Rows of box annotation data
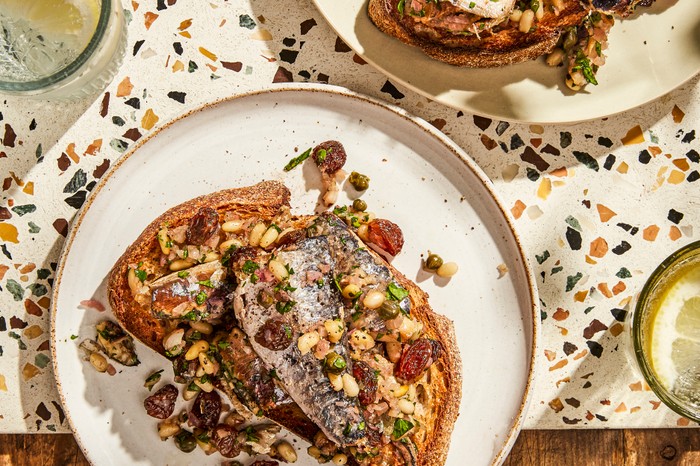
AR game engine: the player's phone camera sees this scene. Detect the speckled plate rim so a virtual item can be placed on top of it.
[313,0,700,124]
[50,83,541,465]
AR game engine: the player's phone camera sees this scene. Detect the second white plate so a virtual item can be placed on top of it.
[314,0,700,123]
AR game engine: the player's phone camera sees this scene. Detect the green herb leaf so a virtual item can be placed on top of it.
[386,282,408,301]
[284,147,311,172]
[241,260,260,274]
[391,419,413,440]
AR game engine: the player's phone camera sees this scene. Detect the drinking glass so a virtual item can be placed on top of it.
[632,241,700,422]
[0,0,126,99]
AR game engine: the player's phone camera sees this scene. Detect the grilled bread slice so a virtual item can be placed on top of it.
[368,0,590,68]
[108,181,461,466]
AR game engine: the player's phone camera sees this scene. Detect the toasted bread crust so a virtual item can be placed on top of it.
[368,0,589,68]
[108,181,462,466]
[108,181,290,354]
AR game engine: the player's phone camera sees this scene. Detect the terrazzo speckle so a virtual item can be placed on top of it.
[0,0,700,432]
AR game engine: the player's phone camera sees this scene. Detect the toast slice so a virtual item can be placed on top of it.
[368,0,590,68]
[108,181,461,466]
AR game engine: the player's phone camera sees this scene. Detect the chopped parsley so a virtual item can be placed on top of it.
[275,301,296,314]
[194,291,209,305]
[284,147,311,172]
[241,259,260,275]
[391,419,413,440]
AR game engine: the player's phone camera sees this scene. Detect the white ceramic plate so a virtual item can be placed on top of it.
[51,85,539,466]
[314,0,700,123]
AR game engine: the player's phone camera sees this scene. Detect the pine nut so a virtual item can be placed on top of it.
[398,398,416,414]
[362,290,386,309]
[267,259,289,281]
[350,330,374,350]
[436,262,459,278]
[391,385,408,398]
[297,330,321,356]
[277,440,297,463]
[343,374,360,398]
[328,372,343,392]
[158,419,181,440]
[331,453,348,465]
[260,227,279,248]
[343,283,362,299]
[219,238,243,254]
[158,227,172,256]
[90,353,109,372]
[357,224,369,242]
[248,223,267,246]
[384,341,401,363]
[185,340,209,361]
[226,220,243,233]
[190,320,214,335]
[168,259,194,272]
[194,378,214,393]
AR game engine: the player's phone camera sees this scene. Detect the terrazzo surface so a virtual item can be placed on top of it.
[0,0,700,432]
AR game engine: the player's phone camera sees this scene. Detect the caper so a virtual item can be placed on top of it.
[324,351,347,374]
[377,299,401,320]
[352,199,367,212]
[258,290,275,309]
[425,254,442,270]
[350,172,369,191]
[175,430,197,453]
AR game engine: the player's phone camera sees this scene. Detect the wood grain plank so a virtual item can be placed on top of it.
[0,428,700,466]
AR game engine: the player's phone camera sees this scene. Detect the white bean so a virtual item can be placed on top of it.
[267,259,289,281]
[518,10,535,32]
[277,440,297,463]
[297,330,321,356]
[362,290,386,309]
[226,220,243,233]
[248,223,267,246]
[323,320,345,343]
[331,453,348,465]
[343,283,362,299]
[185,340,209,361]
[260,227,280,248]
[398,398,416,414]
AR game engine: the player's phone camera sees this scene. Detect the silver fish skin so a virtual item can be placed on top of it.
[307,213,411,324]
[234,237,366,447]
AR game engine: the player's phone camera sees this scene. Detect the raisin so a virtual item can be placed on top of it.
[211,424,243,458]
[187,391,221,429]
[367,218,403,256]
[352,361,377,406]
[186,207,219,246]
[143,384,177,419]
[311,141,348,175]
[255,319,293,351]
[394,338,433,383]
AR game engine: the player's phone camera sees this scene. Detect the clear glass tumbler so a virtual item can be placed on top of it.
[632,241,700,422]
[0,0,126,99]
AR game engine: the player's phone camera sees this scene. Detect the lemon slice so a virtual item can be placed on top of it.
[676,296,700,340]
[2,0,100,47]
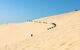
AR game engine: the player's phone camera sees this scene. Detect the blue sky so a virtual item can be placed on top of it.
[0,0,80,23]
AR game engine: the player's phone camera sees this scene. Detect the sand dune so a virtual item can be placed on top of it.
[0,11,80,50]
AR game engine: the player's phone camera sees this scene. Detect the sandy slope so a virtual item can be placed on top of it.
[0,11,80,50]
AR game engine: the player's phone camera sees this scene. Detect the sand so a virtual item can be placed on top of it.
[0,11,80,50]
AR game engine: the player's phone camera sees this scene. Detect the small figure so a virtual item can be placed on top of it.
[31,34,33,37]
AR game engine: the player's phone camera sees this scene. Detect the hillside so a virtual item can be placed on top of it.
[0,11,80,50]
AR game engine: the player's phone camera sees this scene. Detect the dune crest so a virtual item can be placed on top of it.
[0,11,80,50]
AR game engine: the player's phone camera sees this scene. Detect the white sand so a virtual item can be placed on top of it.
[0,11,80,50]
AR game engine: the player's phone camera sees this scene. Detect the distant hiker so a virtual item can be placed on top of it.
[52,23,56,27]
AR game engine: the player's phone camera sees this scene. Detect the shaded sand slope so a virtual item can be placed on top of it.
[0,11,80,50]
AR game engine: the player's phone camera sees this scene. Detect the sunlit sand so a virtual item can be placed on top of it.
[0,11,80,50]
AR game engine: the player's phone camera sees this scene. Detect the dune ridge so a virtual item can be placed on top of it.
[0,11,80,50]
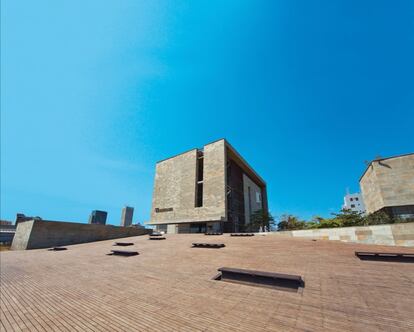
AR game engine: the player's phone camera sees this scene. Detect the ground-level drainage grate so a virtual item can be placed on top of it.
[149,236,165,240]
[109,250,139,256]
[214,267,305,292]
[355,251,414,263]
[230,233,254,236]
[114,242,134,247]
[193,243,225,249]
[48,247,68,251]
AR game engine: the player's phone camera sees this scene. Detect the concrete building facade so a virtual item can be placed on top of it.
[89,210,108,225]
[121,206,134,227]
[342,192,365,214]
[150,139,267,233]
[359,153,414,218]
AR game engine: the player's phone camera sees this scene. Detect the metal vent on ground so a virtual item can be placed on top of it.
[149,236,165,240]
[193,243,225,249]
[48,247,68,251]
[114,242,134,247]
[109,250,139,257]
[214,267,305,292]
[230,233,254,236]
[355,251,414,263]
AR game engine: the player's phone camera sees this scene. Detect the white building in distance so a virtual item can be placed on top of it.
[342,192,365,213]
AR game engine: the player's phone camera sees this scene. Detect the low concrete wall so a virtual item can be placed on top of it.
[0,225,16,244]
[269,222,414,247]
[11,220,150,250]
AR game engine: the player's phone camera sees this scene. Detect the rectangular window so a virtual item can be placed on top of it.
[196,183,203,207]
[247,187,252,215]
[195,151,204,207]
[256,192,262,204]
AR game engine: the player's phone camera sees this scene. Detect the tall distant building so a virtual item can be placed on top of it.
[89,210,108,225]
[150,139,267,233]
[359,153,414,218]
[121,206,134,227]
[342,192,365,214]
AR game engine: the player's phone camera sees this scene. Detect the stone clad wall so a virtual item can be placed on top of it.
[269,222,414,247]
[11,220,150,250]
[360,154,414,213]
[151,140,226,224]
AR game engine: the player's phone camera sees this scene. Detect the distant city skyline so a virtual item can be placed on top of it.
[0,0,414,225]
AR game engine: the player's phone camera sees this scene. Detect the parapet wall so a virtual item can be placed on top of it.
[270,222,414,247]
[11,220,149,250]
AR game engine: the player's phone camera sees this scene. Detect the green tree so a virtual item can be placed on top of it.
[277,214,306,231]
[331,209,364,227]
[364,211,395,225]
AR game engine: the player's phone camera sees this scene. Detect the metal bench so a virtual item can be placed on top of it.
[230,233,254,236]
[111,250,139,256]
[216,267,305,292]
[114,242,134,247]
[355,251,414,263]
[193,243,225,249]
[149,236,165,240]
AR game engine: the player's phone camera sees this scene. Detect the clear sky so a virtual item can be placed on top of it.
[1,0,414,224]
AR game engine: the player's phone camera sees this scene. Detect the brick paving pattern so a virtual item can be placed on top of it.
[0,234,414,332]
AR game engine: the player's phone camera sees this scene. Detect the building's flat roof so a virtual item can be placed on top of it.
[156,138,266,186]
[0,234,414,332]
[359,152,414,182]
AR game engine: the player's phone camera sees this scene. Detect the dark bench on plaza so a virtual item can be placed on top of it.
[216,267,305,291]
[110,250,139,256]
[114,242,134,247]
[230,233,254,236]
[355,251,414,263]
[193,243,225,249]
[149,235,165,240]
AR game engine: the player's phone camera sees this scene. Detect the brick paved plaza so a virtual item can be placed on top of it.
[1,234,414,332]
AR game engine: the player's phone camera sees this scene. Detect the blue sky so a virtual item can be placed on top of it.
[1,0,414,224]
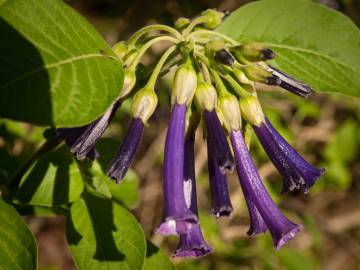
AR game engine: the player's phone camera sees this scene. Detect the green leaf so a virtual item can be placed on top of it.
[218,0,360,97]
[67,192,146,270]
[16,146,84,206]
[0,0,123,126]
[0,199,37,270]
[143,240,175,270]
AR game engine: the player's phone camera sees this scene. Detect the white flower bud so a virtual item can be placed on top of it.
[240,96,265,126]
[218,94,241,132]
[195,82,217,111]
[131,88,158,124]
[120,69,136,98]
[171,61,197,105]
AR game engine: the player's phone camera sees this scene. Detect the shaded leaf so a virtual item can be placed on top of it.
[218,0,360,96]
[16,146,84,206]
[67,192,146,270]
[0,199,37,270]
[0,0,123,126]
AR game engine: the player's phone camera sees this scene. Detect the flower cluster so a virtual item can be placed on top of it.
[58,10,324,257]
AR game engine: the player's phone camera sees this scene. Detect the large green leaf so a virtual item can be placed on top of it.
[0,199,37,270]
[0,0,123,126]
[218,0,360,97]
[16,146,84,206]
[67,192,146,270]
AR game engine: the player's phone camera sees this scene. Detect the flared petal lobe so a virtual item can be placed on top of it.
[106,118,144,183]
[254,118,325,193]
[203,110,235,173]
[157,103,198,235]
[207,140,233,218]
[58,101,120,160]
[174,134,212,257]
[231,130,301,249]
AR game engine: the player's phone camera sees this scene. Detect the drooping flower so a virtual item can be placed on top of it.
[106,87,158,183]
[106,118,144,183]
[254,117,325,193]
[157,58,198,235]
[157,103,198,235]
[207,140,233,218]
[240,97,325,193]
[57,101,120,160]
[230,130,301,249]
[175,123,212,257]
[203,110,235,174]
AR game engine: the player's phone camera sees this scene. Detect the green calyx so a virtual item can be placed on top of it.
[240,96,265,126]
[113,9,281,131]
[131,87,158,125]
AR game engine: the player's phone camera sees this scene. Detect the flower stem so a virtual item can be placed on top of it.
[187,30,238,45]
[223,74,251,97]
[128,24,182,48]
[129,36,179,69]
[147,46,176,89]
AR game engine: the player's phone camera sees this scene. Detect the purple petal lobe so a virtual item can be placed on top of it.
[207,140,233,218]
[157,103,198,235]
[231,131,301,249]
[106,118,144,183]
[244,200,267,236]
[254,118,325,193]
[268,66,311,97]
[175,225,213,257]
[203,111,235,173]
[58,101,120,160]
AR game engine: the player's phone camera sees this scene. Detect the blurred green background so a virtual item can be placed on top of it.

Exercise brief> Pick out every line of the records that contains the word "slope", and copy each one.

Answer for this exercise>
AR game engine: the player's phone camera sees this scene. Detect the sandy slope so a virtual item can be placed on top of it.
AR game engine: the player's phone camera sees this scene. Detect the shaded sand slope so a virtual item can be placed on top of it.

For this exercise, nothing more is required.